Tarefas escritas:
- 1) Responda às perguntas sobre o texto acerca dos limites da amizade:
(a) Quantas opiniões circulam sobre os limites da amizade?
(b) Qual é a segunda dessas opiniões?
(c) Que atitudes o texto dá como exemplo de coisas que fazemos por causa de amigos e nunca faríamos por nossa causa?
- 2) Prossiga o texto sobre os limites da amizade, começando logo a seguir à última frase apresentada.

Texto para leitura:

20.1.04

CÍCERO

Importa, porém, determinar quais são os limites de uma amizade e, por assim dizer, as fronteiras do afecto. A tal propósito vejo que circulam três opiniões, das quais não aprovo nenhuma: a primeira é que tenhamos para com o amigo os mesmos sentimentos que para connosco próprios; a segunda, que a nossa estima pelos amigos corresponda exacta e justamente à estima que eles têm por nós; a terceira é que cada um seja apreciado pelos amigos quanto ele próprio se estima a si mesmo.
Destas três opiniões não concordo absolutamente com nenhuma. Com efeito, a primeira, que cada um se sinta, em relação ao amigo, animado dos mesmos sentimentos que para consigo mesmo, não é verdadeira. Quantas coisas, na verdade, que nunca faríamos por nossa causa, fazemos por causa de amigos, como rogar a quem é indigno de nós, suplicar-lhe, ou então atacar alguém com excessiva dureza e persegui-lo com demasiada violência! Atitudes que, por nosso interesse, são tidas por pouco honestas e que, em proveito de amigos, se tornam da maior honestidade; e muitas são as circunstâncias em que homens de bem sacrificam e permitem que sejam sacrificadas muitas das suas conveniências para que delas possam fruir, mais que eles próprios, os seus amigos.

Rótulos de pontos de objetos:
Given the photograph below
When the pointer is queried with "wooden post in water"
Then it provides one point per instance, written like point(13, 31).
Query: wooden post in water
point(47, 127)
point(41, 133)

Respostas esperadas:
- 1)
(a) Circulam três opiniões.
(b) Que a nossa estima pelos amigos corresponda exata e justamente à estima que eles têm por nós.
(c) Rogar a quem é indigno de nós, suplicar-lhe, ou atacar alguém com excessiva dureza e persegui-lo com demasiada violência.

- 2)
A segunda opinião é a que define a amizade pela paridade de troca de favores e sentimentos. Isto é realmente reduzir a amizade, numa visão estreita e mesquinha, a uma operação de contabilidade, de modo a que fiquem iguais as contas entre o deve e o haver. A mim parece-me que a verdadeira amizade é mais rica e mais dadivosa, e que não se põe a calcular com extremo rigor se vai dar mais do que recebeu. E nem se deve recear que, na amizade, nada caia ou se derrame no chão ou nela se acogule nada acima da rasoira.
Mas a fronteira de todas é a terceira: que cada um seja tão apreciado pelos amigos quanto ele mesmo se aprecia a si próprio. De facto, muitas vezes, em certos homens, o seu espírito mostra-se um tanto abatido, ou quebrantada demais a esperança de melhorar a sua condição. Não é, pois, próprio de um amigo ser para com ele tal como ele é para consigo mesmo, mas antes esforçar-se e fazer por levantar o ânimo prostrado do seu amigo e por lhe incutir uma esperança e um pensamento melhores. Impõe-se, pois, fixar um outro limite para a verdadeira amizade, desde que antes vos diga o que Cipião costumava acima de tudo censurar. Dizia ele que não se poderia encontrar nenhuma afirmação mais inimiga da amizade que a de quem sustentara que «convém amar como quem está na disposição de, um dia, odiar»; e que não podia ser levado a acreditar que esta frase tivesse sido, como se julgava, dita por Bias, que foi tido por um dos Sete Sábios; mas que era a opinião de alguém sem escrúpulo, ou ambicioso, ou que tudo orientava para seu poder pessoal. De facto como poderá alguém ser amigo de quem ele próprio julga poder ser inimigo? Mais ainda, será inevitável, nesse caso, desejar e ansiar que o amigo caia falta o maior número de vezes possível, para lhe dar, por assim dizer, mais asas por onde pegue com ele e o repreenda; e, ao contrário, será fatal que, diante das coisas bem feitas e dos sucessos dos amigos, se angustie, se doa e sinta inveja.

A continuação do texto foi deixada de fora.